__REQUIREMENTS__:
A. Who does the article about Brian Wilson say got together in the family's living room to rehearse? List every person it names.
B. Reproduce the article about Brian Wilson word for word, from "Wilson was 19" to "to sing harmonies.".
# START OF ARTICLE
Filmed at the legendary recording studio in London, Live from Abbey Road has seen a whole host of world-famous musicians perform in the famous Studio One since the series began in 2006.

It’s not often that a musician’s reputation outshines that of the iconic studio, but in tonight’s edition, the legendary Brian Wilson swings by.

He will be performing classics from his extensive back catalogue, as well as new material from That Lucky Old Sun, his 10th album, which was released at the start of September.

Wilson was 19 when The Beach Boys were formed. He and his younger brothers Dennis and Carl got together in their family’s living room, alongside cousin Mike Love and school friend Al Jardine, to rehearse a tune that Brian and Mike had penned for a demo recording session.

With his parents away on holiday, Brian used the EUR250 they had left for groceries to rent musical equipment and taught Carl and Dennis how to sing harmonies.

Brian and Mike wrote their first single Surfin’ after Dennis, a keen enthusiast himself, suggested they took advantage of the southern California’s craze of the moment. It proved to be an inspired decision as Surfin’ went down a storm when it was released as a single in 1961.

Capitol Records quickly signed them to their label and were eager for more chart-topping hits.

Wilson responded by penning a string of classics such as their top 10 hit California Girls, Fun, Fun, Fun, I Get Around and Help Me Rhonda.
# END OF ARTICLE
# START OF RECORDS
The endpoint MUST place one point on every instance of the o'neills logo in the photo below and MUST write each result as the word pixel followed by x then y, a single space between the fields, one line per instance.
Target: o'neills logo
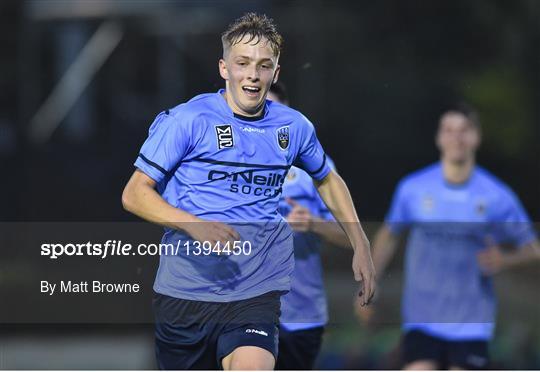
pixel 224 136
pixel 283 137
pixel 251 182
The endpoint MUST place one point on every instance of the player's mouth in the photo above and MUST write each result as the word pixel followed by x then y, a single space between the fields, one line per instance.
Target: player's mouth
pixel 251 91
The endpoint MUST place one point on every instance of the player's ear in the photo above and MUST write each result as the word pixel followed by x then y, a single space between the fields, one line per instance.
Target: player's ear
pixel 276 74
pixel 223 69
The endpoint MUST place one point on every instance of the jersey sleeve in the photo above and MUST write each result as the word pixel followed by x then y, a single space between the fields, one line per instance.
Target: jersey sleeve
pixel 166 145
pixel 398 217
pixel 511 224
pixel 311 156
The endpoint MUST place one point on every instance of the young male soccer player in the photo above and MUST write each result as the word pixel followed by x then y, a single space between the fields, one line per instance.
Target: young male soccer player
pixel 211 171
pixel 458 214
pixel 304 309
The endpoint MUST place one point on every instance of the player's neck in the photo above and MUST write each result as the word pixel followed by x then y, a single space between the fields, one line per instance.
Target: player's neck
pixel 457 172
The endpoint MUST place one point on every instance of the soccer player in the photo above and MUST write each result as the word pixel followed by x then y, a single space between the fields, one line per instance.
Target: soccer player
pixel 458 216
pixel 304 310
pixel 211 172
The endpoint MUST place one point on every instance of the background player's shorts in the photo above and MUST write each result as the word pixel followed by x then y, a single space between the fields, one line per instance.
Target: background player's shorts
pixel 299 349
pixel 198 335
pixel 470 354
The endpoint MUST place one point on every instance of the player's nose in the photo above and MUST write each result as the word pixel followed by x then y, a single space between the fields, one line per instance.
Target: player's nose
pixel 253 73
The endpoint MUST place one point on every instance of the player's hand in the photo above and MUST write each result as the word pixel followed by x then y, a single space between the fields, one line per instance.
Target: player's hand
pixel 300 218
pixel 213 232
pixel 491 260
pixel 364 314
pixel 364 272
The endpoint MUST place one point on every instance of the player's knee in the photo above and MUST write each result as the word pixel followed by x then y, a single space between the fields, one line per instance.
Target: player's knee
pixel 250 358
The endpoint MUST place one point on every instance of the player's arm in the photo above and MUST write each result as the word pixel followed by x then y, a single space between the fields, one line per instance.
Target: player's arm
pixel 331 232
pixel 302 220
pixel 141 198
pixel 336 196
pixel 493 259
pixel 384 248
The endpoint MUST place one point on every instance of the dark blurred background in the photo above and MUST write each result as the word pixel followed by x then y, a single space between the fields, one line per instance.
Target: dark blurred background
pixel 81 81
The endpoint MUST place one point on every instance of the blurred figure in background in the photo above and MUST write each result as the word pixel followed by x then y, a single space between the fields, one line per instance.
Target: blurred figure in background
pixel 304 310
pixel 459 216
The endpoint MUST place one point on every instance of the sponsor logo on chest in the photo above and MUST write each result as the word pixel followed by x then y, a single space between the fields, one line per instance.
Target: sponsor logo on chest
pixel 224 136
# END OF RECORDS
# START OF RECORDS
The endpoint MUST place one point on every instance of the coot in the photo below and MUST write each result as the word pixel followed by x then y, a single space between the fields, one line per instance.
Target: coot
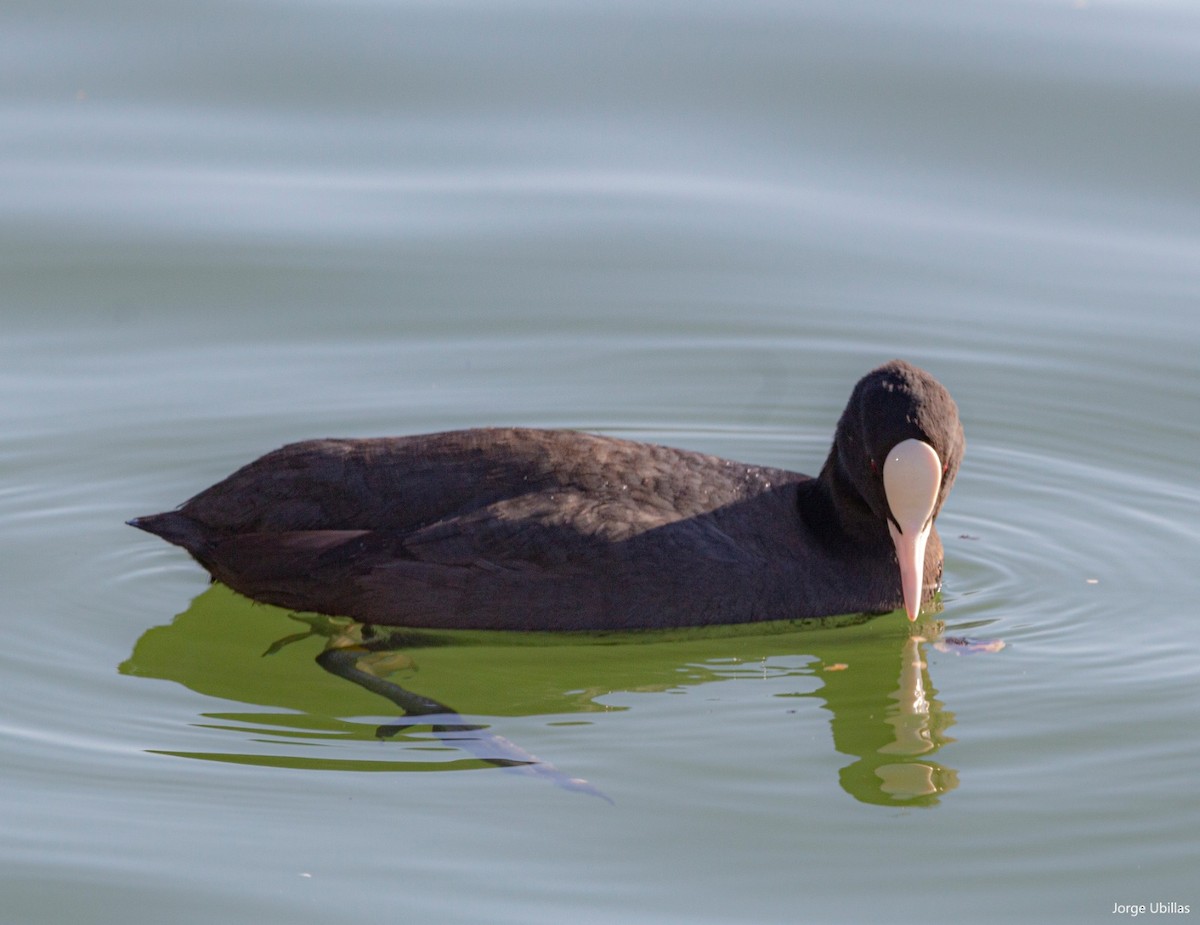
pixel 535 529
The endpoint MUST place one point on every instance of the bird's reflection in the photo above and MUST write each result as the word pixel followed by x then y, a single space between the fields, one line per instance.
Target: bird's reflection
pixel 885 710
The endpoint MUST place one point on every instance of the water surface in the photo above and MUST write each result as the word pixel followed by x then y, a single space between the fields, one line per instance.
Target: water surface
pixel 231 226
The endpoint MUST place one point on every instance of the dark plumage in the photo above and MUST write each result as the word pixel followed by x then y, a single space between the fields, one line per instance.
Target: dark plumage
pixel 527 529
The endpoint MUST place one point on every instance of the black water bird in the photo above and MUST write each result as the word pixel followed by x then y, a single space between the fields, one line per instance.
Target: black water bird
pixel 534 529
# END OF RECORDS
# START OF RECORDS
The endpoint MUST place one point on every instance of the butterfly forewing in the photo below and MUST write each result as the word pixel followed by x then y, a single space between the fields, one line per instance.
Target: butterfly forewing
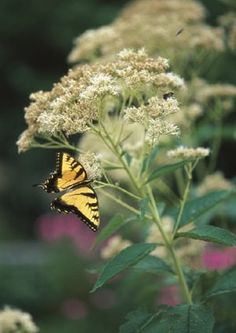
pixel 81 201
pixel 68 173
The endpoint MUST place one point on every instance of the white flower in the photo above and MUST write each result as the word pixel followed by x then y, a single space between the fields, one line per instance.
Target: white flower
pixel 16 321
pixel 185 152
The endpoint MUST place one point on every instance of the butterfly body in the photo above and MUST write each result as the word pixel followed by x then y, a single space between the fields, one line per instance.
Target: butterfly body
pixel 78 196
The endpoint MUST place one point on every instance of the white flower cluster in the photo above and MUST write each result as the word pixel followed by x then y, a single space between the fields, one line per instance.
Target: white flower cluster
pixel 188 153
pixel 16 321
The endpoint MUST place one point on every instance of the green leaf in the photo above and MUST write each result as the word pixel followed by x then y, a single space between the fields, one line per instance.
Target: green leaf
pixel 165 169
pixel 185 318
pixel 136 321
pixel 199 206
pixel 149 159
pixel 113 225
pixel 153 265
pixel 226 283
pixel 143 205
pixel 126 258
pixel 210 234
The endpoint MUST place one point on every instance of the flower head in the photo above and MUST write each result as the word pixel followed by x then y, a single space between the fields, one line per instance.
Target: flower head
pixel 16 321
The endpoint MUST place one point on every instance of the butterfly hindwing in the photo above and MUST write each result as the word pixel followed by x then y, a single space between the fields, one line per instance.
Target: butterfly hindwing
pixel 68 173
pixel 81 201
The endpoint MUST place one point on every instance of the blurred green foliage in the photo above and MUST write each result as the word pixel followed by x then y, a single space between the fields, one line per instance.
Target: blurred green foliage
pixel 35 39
# END OF RECORDS
__TASK-BY-TASK ANSWERS__:
A. Brian Wilson, Dennis, Carl, Mike Love, Al Jardine

B.
Wilson was 19 when The Beach Boys were formed. He and his younger brothers Dennis and Carl got together in their family’s living room, alongside cousin Mike Love and school friend Al Jardine, to rehearse a tune that Brian and Mike had penned for a demo recording session.

With his parents away on holiday, Brian used the EUR250 they had left for groceries to rent musical equipment and taught Carl and Dennis how to sing harmonies.